Provided data:

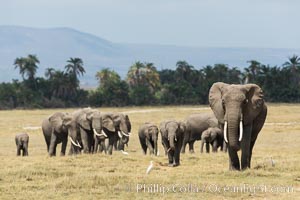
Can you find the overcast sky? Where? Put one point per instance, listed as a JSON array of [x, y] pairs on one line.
[[204, 23]]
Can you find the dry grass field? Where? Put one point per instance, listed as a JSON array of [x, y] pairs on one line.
[[119, 176]]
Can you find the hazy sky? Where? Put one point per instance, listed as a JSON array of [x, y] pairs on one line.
[[206, 23]]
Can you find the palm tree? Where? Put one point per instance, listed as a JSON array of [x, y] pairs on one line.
[[184, 69], [294, 65], [49, 72], [135, 74], [106, 75], [27, 66], [75, 67], [20, 63]]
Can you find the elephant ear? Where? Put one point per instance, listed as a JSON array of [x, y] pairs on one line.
[[182, 127], [84, 122], [255, 102], [213, 134], [116, 119], [128, 124], [56, 121], [162, 128], [215, 100], [108, 123], [205, 134]]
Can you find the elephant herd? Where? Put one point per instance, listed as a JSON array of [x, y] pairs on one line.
[[87, 130], [239, 113]]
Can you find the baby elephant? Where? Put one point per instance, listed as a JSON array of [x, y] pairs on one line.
[[213, 136], [148, 135], [22, 141]]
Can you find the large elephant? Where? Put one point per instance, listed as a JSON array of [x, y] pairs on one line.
[[214, 137], [172, 137], [119, 134], [22, 140], [148, 135], [83, 125], [123, 127], [241, 111], [55, 132], [195, 125]]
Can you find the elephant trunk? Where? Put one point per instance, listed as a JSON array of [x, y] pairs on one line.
[[233, 130], [155, 147], [172, 142]]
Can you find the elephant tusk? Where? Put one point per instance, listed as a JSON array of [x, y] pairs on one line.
[[241, 129], [75, 144], [103, 133], [225, 132], [119, 134], [127, 135], [99, 134]]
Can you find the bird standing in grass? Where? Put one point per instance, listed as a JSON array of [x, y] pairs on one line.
[[124, 152], [149, 167]]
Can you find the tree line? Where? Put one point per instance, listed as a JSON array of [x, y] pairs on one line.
[[143, 85]]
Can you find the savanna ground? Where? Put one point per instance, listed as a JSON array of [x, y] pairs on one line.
[[123, 176]]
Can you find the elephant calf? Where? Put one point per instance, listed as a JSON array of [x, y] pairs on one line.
[[22, 141], [172, 136], [213, 136], [148, 135]]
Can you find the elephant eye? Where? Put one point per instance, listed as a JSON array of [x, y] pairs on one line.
[[223, 104]]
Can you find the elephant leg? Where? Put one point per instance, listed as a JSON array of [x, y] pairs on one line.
[[225, 146], [191, 146], [54, 152], [207, 147], [18, 150], [52, 149], [184, 143], [177, 154], [102, 146], [245, 147], [96, 144], [25, 149], [215, 146], [64, 146], [150, 147], [202, 145], [171, 158], [84, 140], [111, 141], [234, 163], [250, 153], [91, 143], [115, 144], [144, 147]]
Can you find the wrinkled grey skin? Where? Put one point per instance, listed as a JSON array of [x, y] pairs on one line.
[[81, 126], [55, 132], [121, 126], [22, 141], [148, 135], [213, 137], [195, 125], [124, 125], [172, 137], [235, 103]]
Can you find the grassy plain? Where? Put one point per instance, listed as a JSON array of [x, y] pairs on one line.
[[123, 176]]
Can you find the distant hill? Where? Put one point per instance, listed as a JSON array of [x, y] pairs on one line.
[[56, 45]]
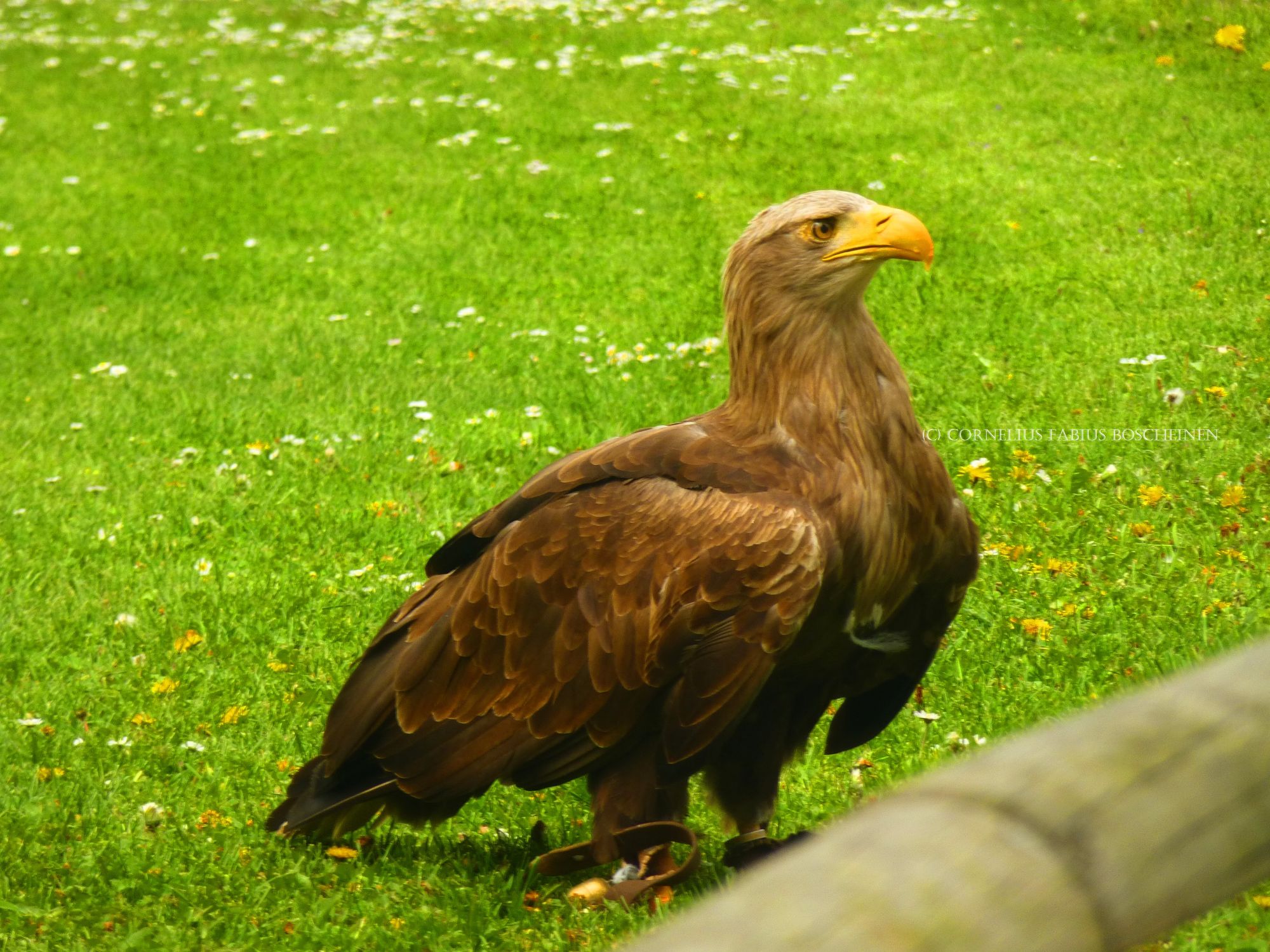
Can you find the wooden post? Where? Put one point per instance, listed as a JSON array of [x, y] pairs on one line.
[[1090, 835]]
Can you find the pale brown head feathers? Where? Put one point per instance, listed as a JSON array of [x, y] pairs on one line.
[[798, 331]]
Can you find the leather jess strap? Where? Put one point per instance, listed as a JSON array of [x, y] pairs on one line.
[[632, 841]]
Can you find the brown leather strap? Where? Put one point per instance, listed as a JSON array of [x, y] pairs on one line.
[[631, 841]]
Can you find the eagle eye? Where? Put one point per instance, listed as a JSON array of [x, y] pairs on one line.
[[822, 229]]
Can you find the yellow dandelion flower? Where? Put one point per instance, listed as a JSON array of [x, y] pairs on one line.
[[1059, 567], [1231, 37], [1037, 628], [1233, 497], [187, 642], [211, 819], [979, 472]]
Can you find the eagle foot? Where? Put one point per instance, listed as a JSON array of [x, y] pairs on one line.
[[749, 849], [648, 879]]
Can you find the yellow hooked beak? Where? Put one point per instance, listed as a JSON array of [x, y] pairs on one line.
[[883, 233]]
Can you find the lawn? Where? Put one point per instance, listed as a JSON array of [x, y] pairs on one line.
[[246, 242]]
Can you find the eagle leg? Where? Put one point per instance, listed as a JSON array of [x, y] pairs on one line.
[[625, 794], [749, 849]]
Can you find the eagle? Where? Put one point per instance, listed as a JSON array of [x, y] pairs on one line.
[[688, 598]]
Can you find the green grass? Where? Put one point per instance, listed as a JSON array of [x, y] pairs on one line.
[[1128, 182]]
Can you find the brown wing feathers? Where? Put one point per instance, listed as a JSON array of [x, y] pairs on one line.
[[537, 658]]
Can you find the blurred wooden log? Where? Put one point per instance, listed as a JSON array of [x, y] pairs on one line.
[[1092, 835]]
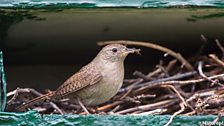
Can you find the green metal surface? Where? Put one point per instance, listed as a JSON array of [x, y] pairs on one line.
[[108, 3], [2, 84], [32, 118]]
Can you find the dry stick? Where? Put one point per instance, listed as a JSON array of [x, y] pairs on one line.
[[200, 64], [221, 114], [181, 83], [83, 107], [182, 108], [220, 46], [153, 46], [155, 72], [30, 90], [160, 81], [171, 65], [109, 106], [215, 59], [178, 94]]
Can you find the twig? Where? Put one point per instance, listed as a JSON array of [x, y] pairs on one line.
[[160, 81], [178, 56], [177, 92], [154, 112], [200, 64], [153, 84], [215, 59], [83, 107], [220, 46], [56, 108], [171, 65], [182, 108]]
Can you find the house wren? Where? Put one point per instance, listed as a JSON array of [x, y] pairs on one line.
[[96, 82]]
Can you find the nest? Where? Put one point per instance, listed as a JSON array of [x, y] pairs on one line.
[[169, 89]]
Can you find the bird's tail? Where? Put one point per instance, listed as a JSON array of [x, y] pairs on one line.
[[35, 100]]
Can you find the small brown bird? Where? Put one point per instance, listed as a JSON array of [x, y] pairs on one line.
[[96, 82]]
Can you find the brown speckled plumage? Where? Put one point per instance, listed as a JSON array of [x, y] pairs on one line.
[[96, 82]]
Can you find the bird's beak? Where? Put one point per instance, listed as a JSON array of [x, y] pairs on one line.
[[131, 50]]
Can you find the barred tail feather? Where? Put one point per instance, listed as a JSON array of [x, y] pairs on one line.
[[35, 100]]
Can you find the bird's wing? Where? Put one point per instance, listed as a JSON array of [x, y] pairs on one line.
[[86, 76]]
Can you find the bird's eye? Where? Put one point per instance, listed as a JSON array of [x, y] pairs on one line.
[[114, 50]]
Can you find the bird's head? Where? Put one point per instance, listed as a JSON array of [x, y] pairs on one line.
[[116, 52]]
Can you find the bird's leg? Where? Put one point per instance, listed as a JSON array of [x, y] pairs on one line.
[[82, 105]]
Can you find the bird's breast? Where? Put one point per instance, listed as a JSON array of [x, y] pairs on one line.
[[107, 87]]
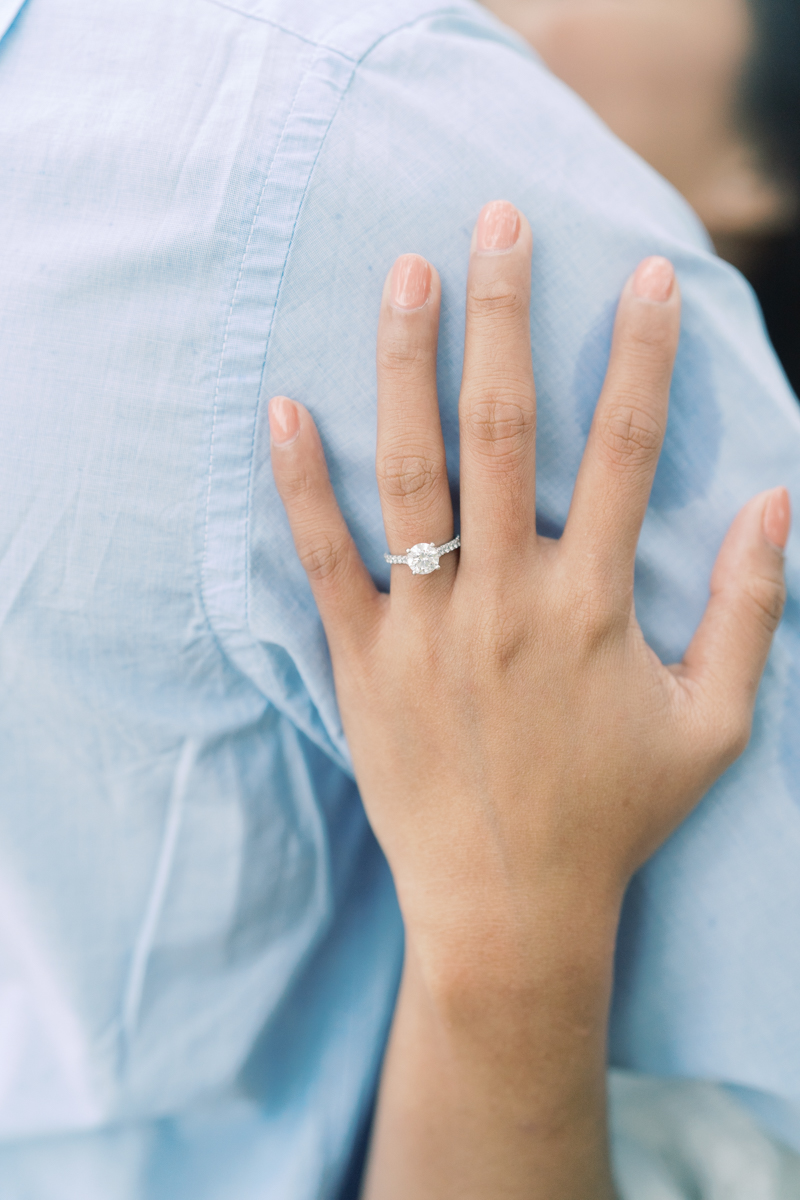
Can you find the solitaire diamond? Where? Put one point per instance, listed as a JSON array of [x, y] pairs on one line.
[[423, 558]]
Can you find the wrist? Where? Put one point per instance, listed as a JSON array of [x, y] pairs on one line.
[[547, 942]]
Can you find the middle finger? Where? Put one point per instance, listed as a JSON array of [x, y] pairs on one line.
[[498, 400]]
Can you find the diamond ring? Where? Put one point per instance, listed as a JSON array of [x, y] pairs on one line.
[[425, 556]]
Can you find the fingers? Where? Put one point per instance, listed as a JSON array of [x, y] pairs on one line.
[[343, 591], [728, 652], [498, 400], [615, 477], [410, 456]]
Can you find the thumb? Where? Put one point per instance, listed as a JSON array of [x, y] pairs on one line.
[[728, 653]]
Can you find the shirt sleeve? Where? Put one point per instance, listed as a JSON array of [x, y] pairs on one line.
[[440, 117], [678, 1139]]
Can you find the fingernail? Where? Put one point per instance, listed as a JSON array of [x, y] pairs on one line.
[[410, 282], [498, 227], [654, 280], [777, 519], [284, 423]]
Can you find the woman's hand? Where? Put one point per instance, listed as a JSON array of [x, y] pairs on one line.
[[519, 749]]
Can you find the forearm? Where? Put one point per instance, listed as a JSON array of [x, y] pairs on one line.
[[494, 1081]]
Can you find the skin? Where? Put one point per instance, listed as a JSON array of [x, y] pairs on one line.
[[519, 749], [666, 76]]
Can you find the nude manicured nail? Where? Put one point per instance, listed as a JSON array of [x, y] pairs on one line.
[[777, 519], [410, 282], [654, 280], [284, 421], [498, 227]]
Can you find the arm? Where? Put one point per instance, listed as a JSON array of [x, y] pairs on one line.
[[519, 749]]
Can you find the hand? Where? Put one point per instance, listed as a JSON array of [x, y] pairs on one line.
[[519, 749], [509, 724]]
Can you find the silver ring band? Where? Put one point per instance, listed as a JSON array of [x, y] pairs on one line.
[[423, 558]]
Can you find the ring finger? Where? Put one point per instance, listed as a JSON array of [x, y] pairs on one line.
[[410, 457]]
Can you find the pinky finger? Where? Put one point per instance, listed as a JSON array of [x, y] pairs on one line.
[[346, 595], [728, 652]]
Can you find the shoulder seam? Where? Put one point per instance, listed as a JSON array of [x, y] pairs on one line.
[[325, 43]]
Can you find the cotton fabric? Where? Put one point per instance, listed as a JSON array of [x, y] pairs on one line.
[[199, 941]]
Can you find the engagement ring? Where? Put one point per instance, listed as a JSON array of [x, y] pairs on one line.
[[425, 556]]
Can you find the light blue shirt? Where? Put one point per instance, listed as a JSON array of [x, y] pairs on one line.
[[199, 942]]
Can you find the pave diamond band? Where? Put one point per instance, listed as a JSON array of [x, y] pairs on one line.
[[423, 558]]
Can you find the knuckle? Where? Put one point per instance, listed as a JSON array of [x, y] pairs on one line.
[[500, 634], [630, 436], [590, 612], [495, 299], [408, 478], [401, 358], [500, 421], [323, 559]]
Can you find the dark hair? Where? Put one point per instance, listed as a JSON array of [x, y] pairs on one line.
[[771, 112]]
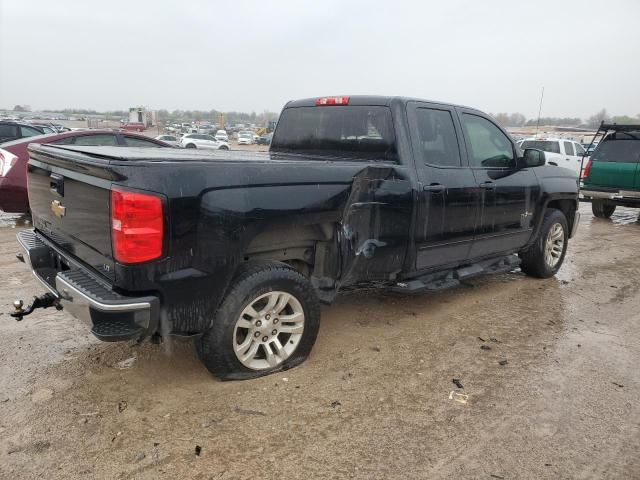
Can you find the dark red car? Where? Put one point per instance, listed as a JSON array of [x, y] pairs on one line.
[[14, 157]]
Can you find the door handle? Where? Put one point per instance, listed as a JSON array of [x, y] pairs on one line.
[[434, 188]]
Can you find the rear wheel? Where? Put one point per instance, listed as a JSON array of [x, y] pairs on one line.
[[601, 209], [267, 322], [545, 256]]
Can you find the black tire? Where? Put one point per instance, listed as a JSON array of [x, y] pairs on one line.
[[533, 258], [601, 209], [215, 347]]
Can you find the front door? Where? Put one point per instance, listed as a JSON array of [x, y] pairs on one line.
[[509, 194], [448, 200]]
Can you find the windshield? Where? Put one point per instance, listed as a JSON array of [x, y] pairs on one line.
[[351, 131], [544, 145], [620, 147]]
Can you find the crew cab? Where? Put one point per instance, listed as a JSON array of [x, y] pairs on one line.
[[612, 173], [559, 152], [238, 249]]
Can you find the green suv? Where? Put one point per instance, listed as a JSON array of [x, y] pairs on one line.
[[612, 176]]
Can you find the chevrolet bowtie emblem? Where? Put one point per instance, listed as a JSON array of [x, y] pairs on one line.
[[57, 209]]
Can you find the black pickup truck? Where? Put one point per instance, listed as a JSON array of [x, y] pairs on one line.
[[238, 249]]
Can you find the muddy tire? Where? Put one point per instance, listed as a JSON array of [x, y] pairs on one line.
[[601, 209], [544, 257], [267, 322]]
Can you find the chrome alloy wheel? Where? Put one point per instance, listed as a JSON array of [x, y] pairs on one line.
[[554, 245], [268, 330]]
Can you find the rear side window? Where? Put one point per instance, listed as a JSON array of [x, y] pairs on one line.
[[139, 142], [488, 146], [29, 132], [352, 132], [568, 148], [8, 131], [620, 147], [438, 139], [544, 145], [97, 140]]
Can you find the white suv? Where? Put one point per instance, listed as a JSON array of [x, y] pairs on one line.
[[205, 142], [558, 151]]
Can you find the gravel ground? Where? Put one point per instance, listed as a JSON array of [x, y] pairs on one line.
[[548, 385]]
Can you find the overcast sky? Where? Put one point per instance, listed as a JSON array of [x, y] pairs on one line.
[[494, 55]]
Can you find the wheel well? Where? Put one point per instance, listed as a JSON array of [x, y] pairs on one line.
[[299, 246], [567, 207]]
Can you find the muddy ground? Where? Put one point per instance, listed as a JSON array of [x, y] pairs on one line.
[[549, 368]]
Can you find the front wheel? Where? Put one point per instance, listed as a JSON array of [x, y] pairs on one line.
[[267, 322], [601, 209], [544, 257]]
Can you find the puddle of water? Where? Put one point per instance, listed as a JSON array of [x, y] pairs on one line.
[[13, 220]]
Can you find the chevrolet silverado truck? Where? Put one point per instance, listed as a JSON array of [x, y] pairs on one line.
[[612, 173], [238, 249]]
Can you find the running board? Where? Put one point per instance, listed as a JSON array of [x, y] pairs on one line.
[[452, 277]]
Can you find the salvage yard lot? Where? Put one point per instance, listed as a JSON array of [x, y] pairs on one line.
[[549, 368]]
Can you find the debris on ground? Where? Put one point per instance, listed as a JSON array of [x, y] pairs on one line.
[[128, 363]]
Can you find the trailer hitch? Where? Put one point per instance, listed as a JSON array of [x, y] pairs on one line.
[[43, 301]]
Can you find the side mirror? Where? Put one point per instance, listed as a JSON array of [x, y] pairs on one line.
[[533, 158]]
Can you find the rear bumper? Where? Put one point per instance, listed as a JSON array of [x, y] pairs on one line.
[[624, 198], [112, 316]]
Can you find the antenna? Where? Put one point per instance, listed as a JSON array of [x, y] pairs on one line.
[[539, 110]]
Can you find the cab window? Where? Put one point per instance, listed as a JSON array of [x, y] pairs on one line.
[[568, 148], [437, 135], [488, 147]]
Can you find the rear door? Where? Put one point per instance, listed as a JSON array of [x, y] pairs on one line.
[[615, 163], [448, 200], [509, 194]]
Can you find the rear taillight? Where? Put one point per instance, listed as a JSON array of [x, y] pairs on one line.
[[586, 168], [325, 101], [137, 226], [7, 160]]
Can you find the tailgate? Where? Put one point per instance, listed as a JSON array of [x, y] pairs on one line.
[[70, 204], [620, 175]]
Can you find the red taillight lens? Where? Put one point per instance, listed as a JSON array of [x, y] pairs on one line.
[[586, 169], [325, 101], [136, 226]]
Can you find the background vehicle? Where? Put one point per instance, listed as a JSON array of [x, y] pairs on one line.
[[559, 152], [413, 195], [245, 138], [10, 130], [204, 142], [221, 135], [133, 127], [612, 173], [14, 157], [170, 139]]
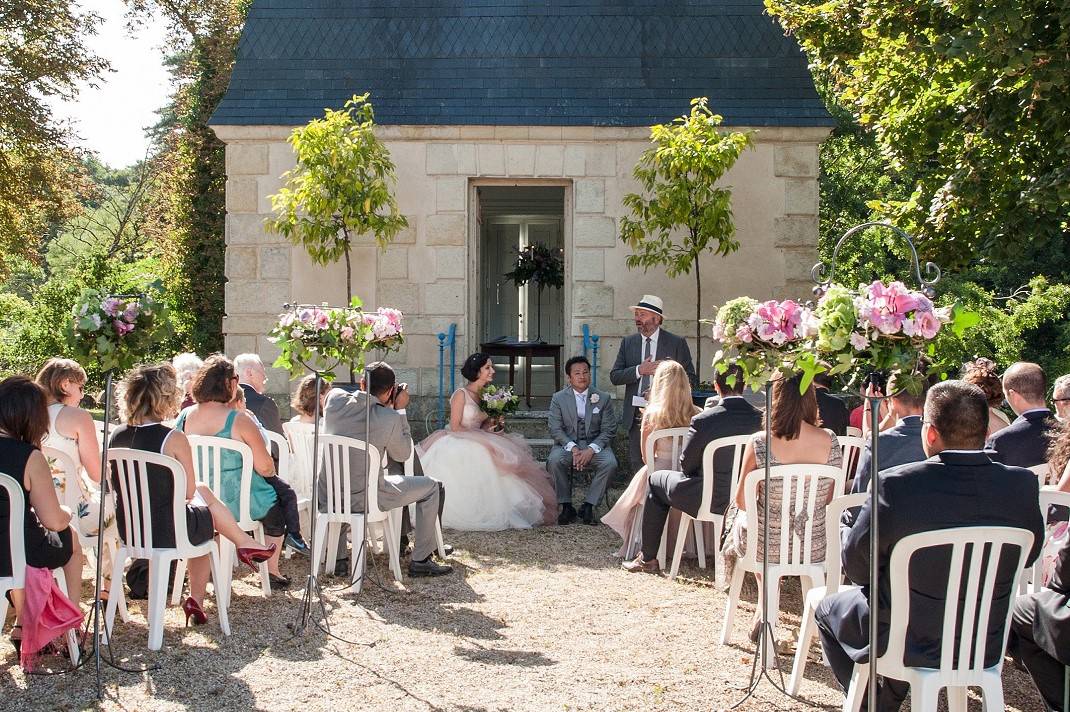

Exercise objective:
Rewrite the lines starting at "Can you find the windshield?" and ending at "[[612, 176]]", putting "gray sedan" in place of "green suv" and leaving everything else as it is.

Result:
Can you find the windshield? Where? Put one point per instance, listed as a JSON array of [x, y] pairs on one line.
[[351, 131], [544, 145], [620, 147]]
Can you find the crew cab? Where? Put one point per instance, listed as a JSON array of [x, y] pairs on one line.
[[612, 173], [559, 152], [238, 249]]
Can you find the gray sedan? Where? Put one point per instance, listed as a JSON array of [x, y] pairs on one line.
[[612, 176]]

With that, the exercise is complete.